§ Work instruction A:
Answer these questions from the text on becoming a maths teacher:
(i) What age group must secondary maths teachers get through GCSEs and A-levels?
(ii) How many individuals might sit on the interview panel?
(iii) At what level should the ideal candidate's knowledge of mathematics be?
§ Work instruction B: Continue the text on becoming a maths teacher from where it stops.

§ Text:
=====

People working in maths teaching jobs in secondary schools will be expected to teach pupils aged 11 upwards relatively basic maths skills, as well as teaching 15-18 year-olds more complex mathematical concepts required to get them through GCSEs and A-levels.
A good maths teacher should be passionate about mathematics as well as about teaching in general; they are committed and dedicated individuals with excellent communication and organisational skills, so it's vital that these kinds of qualities come across at interview.
Not all students like maths, in fact, many will find it positively boring. The key to being a good maths teacher is to find a way to make the subject interesting to even the most disinterested members of the class. The ideal maths teacher is one with a charismatic personality whose enthusiasm for the subject is nothing short of infectious: failing that, a good candidate for a maths teaching position can breathe new life into the subject and assist those pupils who struggle with arithmetic to gain confidence in their skills.
What you need to know to become a maths teacher.
The ideal candidate will be able to show an extensive knowledge of mathematics at a university level and preferably at graduate level: this wide body of knowledge allows a maths teacher to explain concepts to a class with confidence, rather than constantly consulting the answers at the back of his or her textbook. Confidence boosts credibility and trust in the classroom environment.
With so many potential questions that could be asked during the interview by a panel that could number anywhere between six and twelve individuals, it's important to relax and consider every answer. Candidates should not be afraid to take a pause before answering a question to ensure the answer is clear and well thought out rather than blurting out an unfocused ramble simply for the sake of saying something.

=====

§ Dataset entries:
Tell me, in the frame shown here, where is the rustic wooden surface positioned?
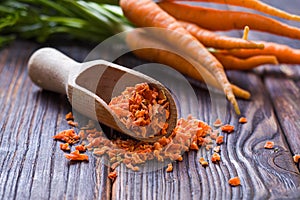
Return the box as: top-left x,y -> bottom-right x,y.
0,0 -> 300,200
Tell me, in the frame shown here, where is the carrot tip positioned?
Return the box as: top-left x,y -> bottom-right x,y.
257,43 -> 265,49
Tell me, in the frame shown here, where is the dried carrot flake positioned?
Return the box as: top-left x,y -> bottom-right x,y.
66,112 -> 74,121
199,157 -> 208,167
75,144 -> 86,152
264,141 -> 274,149
216,135 -> 224,144
293,154 -> 300,163
109,83 -> 170,137
166,163 -> 173,172
108,170 -> 117,180
59,143 -> 70,151
65,150 -> 89,161
53,129 -> 80,144
228,176 -> 241,186
213,119 -> 223,127
68,120 -> 78,127
239,117 -> 247,124
190,142 -> 199,150
211,153 -> 221,163
221,124 -> 234,133
214,146 -> 221,153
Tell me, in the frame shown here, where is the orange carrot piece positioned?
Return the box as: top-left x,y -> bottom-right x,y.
239,117 -> 248,124
217,42 -> 300,64
159,2 -> 300,39
216,135 -> 224,144
199,157 -> 208,167
211,153 -> 221,163
180,21 -> 264,49
221,124 -> 234,133
120,0 -> 240,114
126,31 -> 251,99
213,53 -> 278,70
167,0 -> 300,22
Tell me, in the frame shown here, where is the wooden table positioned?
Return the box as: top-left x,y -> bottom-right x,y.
0,0 -> 300,200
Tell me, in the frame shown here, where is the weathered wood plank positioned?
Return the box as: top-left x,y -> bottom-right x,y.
0,42 -> 110,199
265,76 -> 300,168
112,51 -> 300,199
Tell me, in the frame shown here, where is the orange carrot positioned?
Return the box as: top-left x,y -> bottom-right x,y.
126,31 -> 250,99
159,2 -> 300,39
164,0 -> 300,21
120,0 -> 240,114
213,53 -> 278,70
180,21 -> 264,49
215,42 -> 300,64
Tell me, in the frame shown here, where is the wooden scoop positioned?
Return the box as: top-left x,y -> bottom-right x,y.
28,48 -> 177,142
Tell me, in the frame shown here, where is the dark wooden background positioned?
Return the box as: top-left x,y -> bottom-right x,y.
0,0 -> 300,200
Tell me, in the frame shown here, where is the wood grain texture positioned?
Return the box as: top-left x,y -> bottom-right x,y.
112,54 -> 300,199
0,42 -> 110,199
0,0 -> 300,200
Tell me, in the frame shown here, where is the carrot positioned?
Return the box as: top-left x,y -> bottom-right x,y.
164,0 -> 300,22
213,53 -> 278,70
215,42 -> 300,64
120,0 -> 240,114
180,21 -> 264,49
159,2 -> 300,39
126,31 -> 250,99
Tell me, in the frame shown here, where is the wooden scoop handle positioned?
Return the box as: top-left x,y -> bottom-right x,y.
28,47 -> 80,94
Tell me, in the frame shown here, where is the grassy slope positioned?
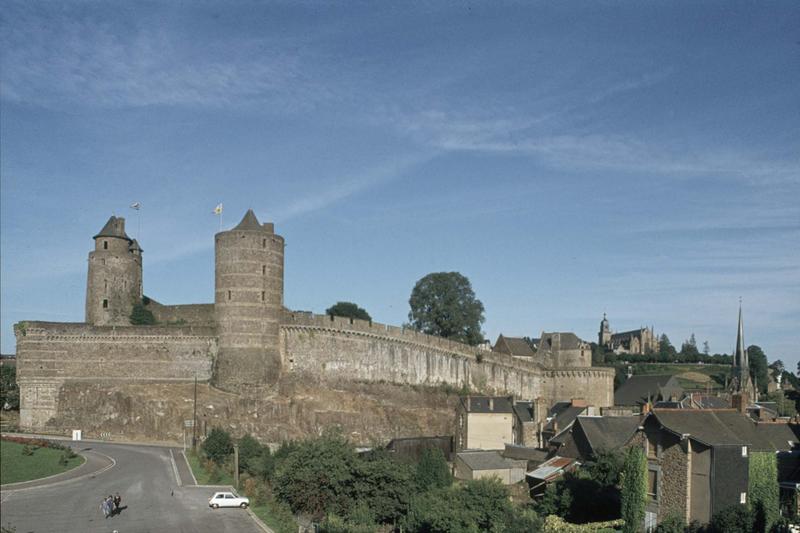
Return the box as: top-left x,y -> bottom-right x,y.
0,440 -> 84,484
623,363 -> 731,391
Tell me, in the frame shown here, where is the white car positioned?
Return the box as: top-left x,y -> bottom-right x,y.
208,492 -> 250,509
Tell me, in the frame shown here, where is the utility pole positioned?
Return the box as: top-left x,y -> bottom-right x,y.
233,442 -> 239,490
192,372 -> 197,451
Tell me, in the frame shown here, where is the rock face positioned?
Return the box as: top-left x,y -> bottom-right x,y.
49,374 -> 458,446
15,211 -> 614,443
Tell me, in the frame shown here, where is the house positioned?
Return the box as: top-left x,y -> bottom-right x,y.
455,396 -> 515,451
492,334 -> 536,359
386,435 -> 453,464
635,409 -> 798,524
526,455 -> 580,497
614,374 -> 684,413
541,398 -> 599,447
549,415 -> 642,463
453,450 -> 528,485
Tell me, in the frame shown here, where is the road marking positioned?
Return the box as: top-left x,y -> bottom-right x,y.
169,448 -> 183,487
181,451 -> 197,485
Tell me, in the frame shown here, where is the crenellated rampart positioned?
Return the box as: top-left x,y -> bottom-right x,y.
280,313 -> 614,407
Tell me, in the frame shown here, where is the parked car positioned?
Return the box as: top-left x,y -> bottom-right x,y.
208,492 -> 250,509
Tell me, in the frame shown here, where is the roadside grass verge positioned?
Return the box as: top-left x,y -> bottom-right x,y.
186,451 -> 233,485
0,439 -> 85,485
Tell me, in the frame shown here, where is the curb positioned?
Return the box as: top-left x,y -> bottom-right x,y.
0,450 -> 117,494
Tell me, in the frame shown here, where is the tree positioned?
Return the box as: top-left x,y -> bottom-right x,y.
414,448 -> 453,492
620,446 -> 647,533
408,272 -> 484,345
201,428 -> 233,465
325,302 -> 372,321
130,302 -> 156,326
658,333 -> 676,362
274,435 -> 357,518
747,345 -> 769,393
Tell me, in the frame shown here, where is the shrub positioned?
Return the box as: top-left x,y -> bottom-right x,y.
201,428 -> 233,465
414,448 -> 453,492
620,446 -> 647,533
708,505 -> 754,533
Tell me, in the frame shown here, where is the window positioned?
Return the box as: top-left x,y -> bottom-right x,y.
647,435 -> 658,459
647,470 -> 658,501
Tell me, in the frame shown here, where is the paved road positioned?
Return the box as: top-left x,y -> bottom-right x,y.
0,443 -> 263,533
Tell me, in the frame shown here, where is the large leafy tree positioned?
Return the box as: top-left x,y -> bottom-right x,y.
325,302 -> 372,320
408,272 -> 485,345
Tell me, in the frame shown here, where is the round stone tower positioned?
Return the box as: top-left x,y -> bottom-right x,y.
214,209 -> 284,390
86,216 -> 142,326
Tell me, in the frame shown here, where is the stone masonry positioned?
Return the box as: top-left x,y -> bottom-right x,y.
15,211 -> 614,433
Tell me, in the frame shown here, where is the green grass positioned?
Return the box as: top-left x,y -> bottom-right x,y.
186,451 -> 233,485
250,501 -> 297,533
0,440 -> 85,485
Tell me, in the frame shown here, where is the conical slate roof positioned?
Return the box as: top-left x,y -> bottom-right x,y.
92,216 -> 131,241
233,209 -> 264,231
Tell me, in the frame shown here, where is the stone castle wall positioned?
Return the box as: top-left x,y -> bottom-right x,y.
280,313 -> 614,407
146,300 -> 215,328
15,322 -> 217,428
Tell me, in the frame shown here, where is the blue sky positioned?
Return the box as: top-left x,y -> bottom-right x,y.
0,2 -> 800,368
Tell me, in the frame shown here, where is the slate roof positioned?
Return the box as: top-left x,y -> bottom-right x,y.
493,335 -> 536,357
614,374 -> 672,405
653,409 -> 800,451
461,396 -> 512,413
92,216 -> 131,241
233,209 -> 264,231
539,331 -> 584,350
544,402 -> 586,433
456,450 -> 528,471
527,455 -> 575,481
503,444 -> 547,464
573,416 -> 641,452
514,402 -> 533,422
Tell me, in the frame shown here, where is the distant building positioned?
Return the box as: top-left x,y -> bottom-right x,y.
535,331 -> 592,368
639,409 -> 798,525
614,374 -> 684,412
492,334 -> 536,358
453,450 -> 528,485
597,313 -> 658,355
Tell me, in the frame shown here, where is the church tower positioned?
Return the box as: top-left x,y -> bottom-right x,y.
86,216 -> 142,326
731,302 -> 758,404
214,209 -> 284,391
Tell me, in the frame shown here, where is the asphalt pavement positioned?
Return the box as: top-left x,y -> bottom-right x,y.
0,442 -> 263,533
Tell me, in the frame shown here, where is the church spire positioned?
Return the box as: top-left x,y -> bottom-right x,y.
733,299 -> 750,370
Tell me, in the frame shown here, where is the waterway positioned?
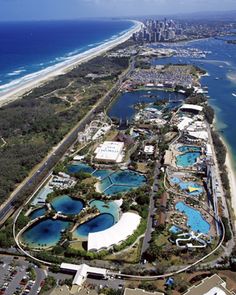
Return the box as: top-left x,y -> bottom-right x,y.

=====

§ Exercise answer A:
(i) 15-18 year-olds
(ii) Anywhere between six and twelve
(iii) University level, and preferably graduate level

§ Exercise answer B:
Make eye contact and don't forget to thank the panel at the end of the interview and to shake hands. Remember that the panel will always ask a candidate if they have any questions at the end; if a candidate has nothing prepared, it is fine to use this opportunity simply to thank the school for the interview.
Our recruiters in the education sector outline their top interview prep tip below:
Interview questions for secondary maths teachers.
To help you out, we've put together some example interview questions:
- Why do you want to be a maths teacher?
- Describe your teaching method – how would it help pupils get to grips with maths?
- How would you boost a pupil's self-confidence if they were struggling with basic maths skills?
- How do you plan to get girls interested in maths?
- How do you plan to use technology in a typical maths lesson?
- How would you encourage the practical applications of mathematical thinking in everyday life?
General interview questions.
- What are you strengths? What are your weaknesses?
- Are you familiar with this school? What are your impressions of it?
- Why are you the right candidate for the job?
- Would you be interested in participating in after school activities?
- How do you see yourself in five years' time?